### Problem description
Copy out all of the material exactly as presented.

Saved data entries:

══════

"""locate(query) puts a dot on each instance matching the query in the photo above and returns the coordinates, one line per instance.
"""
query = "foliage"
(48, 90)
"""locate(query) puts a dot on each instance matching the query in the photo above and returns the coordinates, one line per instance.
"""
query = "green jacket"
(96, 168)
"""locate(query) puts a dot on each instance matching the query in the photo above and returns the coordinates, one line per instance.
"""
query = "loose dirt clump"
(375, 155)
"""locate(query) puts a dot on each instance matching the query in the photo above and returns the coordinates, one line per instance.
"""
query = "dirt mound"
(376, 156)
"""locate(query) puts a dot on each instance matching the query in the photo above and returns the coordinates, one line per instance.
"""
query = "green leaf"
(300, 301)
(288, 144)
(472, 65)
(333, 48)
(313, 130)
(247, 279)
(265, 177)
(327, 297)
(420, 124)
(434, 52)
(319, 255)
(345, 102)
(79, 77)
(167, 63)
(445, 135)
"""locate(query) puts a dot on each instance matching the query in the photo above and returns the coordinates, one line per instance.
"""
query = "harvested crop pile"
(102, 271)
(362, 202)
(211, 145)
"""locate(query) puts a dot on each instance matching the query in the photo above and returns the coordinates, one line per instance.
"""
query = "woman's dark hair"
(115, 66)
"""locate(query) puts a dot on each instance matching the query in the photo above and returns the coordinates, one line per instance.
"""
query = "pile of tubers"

══════

### Full output
"""locate(query) puts a dot on each instance matching the query in the photo above and returns the coordinates, one line per instance.
"""
query = "foliage"
(48, 90)
"""locate(query) puts a dot on each instance matching the query in the photo above and returns the coordinates, one line per instance.
"""
query = "green jacket"
(96, 168)
"""locate(query) puts a dot on each instance matching the query in the photo above and returns the coordinates, one line per instance.
"""
query = "loose dirt clump"
(375, 155)
"""locate(query) puts a dot on each instance matching the query in the photo above and returns the coordinates, one line per instance.
"""
query = "dirt mound"
(376, 156)
"""locate(query) puts a dot on each instance matching the query in the photo above and returns the coordinates, one line per instance.
"""
query = "green leaf"
(300, 301)
(288, 144)
(472, 65)
(333, 48)
(313, 130)
(247, 279)
(265, 177)
(327, 297)
(420, 124)
(434, 52)
(319, 255)
(345, 102)
(79, 77)
(167, 63)
(445, 135)
"""locate(query) puts a dot on each instance matching the query in the photo above and returns the coordinates, one line per instance.
"""
query = "harvested crop pile"
(102, 271)
(362, 202)
(211, 145)
"""locate(query) puts a dot on each instance matching the query in the photo above and returns the coordinates, one line per instance.
"""
query = "woman's dark hair"
(115, 66)
"""locate(query) puts a dot on each instance matching the query in the photo above and returns the coordinates, one line per instance.
"""
query = "pile of tubers"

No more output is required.